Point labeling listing
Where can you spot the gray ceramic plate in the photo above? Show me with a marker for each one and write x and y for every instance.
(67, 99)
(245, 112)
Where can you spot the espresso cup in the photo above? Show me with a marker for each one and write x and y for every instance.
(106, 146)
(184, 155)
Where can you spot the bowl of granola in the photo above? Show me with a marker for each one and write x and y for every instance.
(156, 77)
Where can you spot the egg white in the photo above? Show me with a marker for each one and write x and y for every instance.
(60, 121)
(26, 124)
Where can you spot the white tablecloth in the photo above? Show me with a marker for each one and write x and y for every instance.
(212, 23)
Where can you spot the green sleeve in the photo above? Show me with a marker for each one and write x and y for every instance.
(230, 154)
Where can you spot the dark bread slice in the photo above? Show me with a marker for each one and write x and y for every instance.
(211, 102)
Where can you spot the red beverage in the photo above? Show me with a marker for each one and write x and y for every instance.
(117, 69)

▶ [REQUIRED TASK]:
Format the part of the listing above that starts with the line containing "Where can you spot the red" and runs to the end of the listing as a numbered list, leaving out any blank lines.

▶ [RESULT OF THE TASK]:
1. Where can you spot the red beverage in the photo above? Show me with a marker for each one and write x and y for every instance.
2. (117, 69)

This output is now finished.